> [PROVIDED TEXT]:
>>>

The Marginalist Revolution refers to the establishment of what has been since called Neoclassical approach to economic theory. The dating of this "revolution" is commonly ascribed to 1871-74, when the concept of diminishing marginal utility was introduced by William Stanley Jevons, Carl Menger and Léon Walras, to pin down the character of demand -- thus the term "Marginalist".

This set the foundations for the Neoclassical theory of value, which eventually replaced the "Classical" theory of value of Adam Smith, David Ricardo, John Stuart Mill and Karl Marx. However, the task of establishing the Neoclassical theory as the dominant approach to economics took quite some time. It can be roughly seen as a three-phase affair:

(1) 1871-74: the use of the the concept of diminishing marginal utility as the basis of a theory of exchange -- accomplished independently by William Stanley  Jevons, Carl Menger and Léon Walras.

<<<

> [JOB 1]:
Answer these questions using the passage on the Marginalist Revolution:
(a) Which years are commonly given as the date of the revolution?
(b) Whose "Classical" theory of value did the Neoclassical theory eventually replace?
(c) Into how many phases can the establishment of the Neoclassical theory roughly be divided?
> [JOB 2]:
Reproduce the entries below starting from their first line. Stop after the line that contains "positive clicks: (334, 233) (172, 294)", and include that line.

> [RECORDS PROVIDED]:
>>>

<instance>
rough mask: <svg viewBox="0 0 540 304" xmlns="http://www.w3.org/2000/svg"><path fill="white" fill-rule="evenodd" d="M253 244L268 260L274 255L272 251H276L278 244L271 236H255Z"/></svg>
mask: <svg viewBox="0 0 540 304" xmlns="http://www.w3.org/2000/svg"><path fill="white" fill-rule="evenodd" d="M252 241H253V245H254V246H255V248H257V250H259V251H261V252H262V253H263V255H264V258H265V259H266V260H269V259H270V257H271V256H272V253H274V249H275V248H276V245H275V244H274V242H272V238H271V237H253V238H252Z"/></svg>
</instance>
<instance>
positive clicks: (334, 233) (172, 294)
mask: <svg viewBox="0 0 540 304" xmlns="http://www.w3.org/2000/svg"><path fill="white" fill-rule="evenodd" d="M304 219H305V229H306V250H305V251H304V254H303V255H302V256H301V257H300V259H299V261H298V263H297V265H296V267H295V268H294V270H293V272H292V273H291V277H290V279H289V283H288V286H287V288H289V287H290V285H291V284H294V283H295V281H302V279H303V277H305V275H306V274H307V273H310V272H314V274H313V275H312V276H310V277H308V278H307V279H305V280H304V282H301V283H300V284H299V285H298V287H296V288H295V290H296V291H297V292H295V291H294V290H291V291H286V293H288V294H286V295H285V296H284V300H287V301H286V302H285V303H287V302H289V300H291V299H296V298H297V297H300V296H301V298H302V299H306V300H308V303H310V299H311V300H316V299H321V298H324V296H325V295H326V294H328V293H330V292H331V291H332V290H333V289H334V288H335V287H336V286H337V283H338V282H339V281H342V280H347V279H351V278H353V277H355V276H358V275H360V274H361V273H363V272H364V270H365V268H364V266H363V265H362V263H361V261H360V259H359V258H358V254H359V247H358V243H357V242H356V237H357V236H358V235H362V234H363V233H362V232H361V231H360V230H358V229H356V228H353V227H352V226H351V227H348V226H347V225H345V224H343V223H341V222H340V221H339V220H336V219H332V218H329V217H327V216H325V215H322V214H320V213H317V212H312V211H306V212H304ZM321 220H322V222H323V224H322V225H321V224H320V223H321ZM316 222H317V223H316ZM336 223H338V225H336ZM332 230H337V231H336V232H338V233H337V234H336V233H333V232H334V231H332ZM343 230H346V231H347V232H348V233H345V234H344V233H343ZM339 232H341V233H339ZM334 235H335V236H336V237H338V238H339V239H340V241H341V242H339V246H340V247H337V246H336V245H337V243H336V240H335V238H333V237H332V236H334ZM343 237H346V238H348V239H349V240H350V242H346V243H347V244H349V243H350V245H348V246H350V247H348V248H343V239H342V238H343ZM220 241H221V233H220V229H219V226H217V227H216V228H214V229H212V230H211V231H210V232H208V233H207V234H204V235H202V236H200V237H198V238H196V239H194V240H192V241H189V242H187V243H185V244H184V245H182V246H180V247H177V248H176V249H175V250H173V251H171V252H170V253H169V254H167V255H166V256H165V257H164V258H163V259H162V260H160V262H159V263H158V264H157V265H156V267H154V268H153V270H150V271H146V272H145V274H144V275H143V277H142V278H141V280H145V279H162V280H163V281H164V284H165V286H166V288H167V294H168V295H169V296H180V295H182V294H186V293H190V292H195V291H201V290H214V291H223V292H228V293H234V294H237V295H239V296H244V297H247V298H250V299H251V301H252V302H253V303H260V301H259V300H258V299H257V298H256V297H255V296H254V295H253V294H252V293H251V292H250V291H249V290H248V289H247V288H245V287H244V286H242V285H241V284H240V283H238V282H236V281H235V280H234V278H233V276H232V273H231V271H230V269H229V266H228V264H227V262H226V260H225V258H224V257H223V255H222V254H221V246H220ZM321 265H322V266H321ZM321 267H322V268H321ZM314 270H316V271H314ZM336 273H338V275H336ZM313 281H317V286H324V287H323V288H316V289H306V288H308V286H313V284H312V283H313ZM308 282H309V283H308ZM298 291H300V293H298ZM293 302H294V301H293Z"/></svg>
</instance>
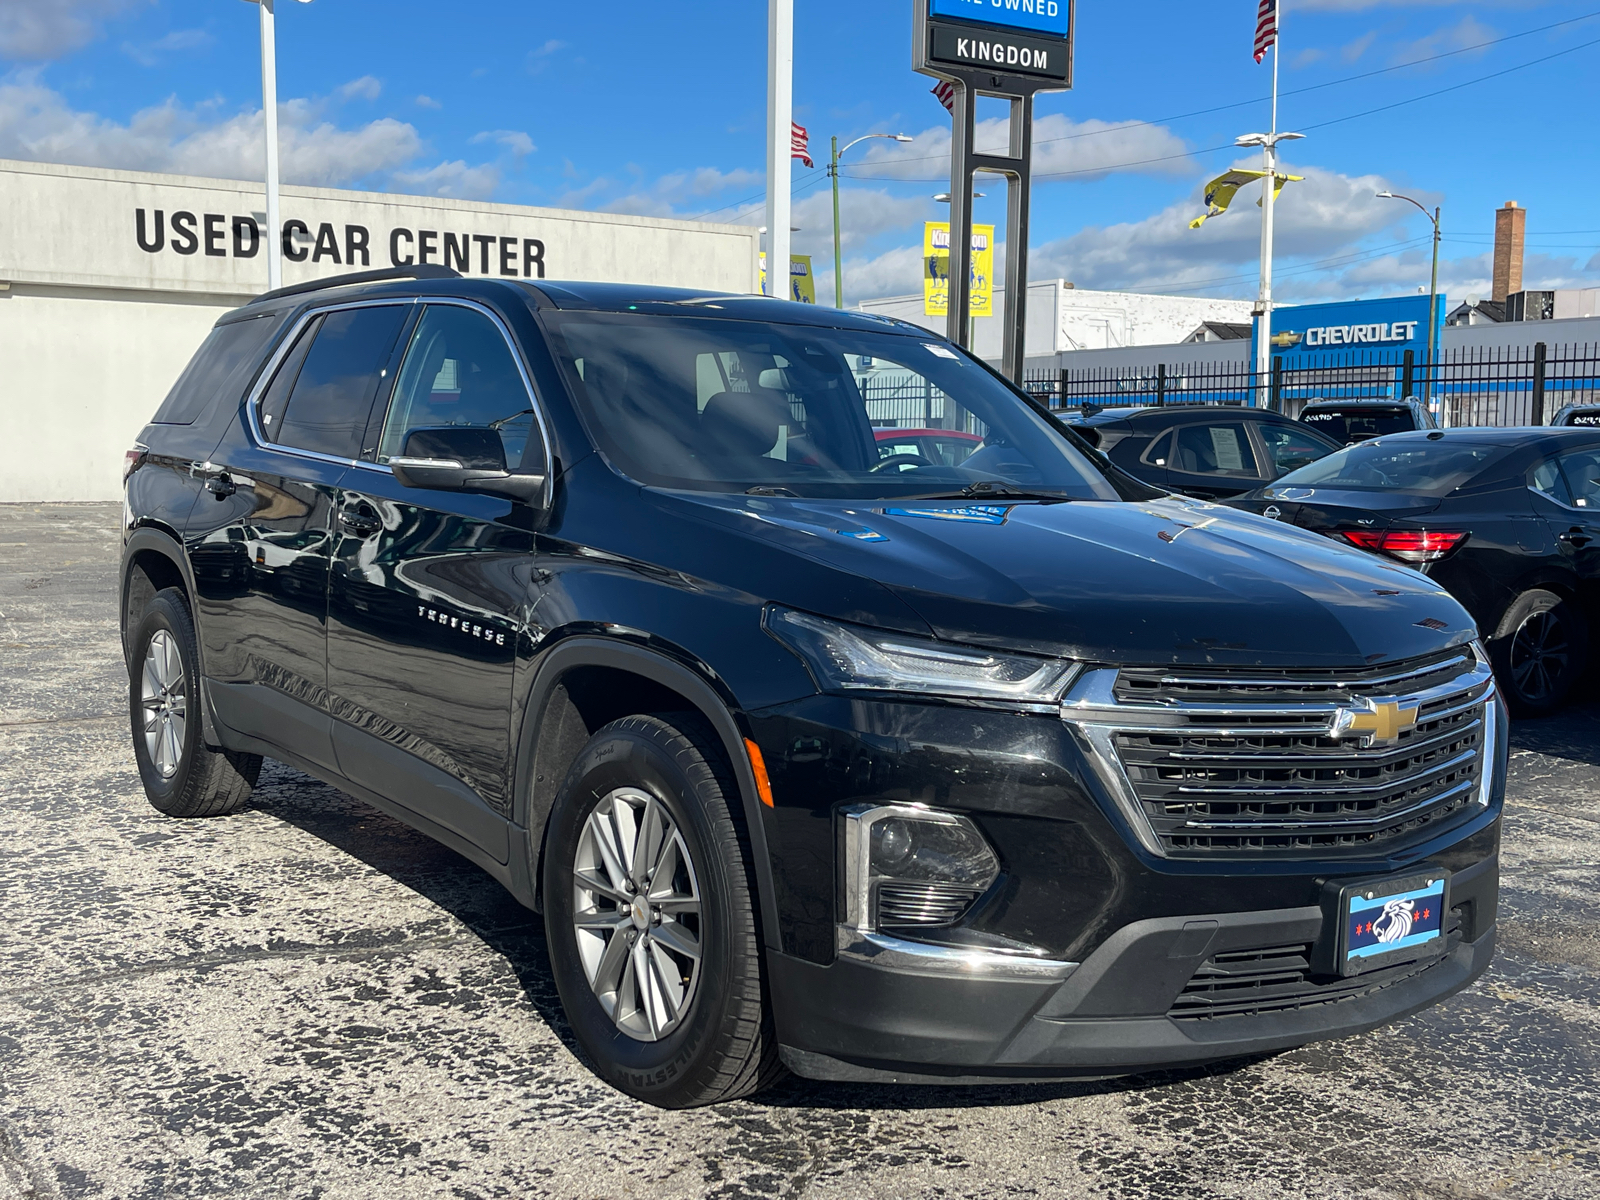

<<<

> [EXPECTED ANSWER 1]:
(a) 1871-74.
(b) The Classical theory of value of Adam Smith, David Ricardo, John Stuart Mill and Karl Marx.
(c) Three phases.

> [EXPECTED ANSWER 2]:
<instance>
rough mask: <svg viewBox="0 0 540 304" xmlns="http://www.w3.org/2000/svg"><path fill="white" fill-rule="evenodd" d="M253 244L268 260L274 255L272 251H276L278 244L271 236H255Z"/></svg>
mask: <svg viewBox="0 0 540 304" xmlns="http://www.w3.org/2000/svg"><path fill="white" fill-rule="evenodd" d="M252 241H253V245H254V246H255V248H257V250H259V251H261V252H262V253H263V255H264V258H265V259H266V260H269V259H270V257H271V256H272V253H274V249H275V248H276V245H275V244H274V242H272V238H271V237H253V238H252Z"/></svg>
</instance>
<instance>
positive clicks: (334, 233) (172, 294)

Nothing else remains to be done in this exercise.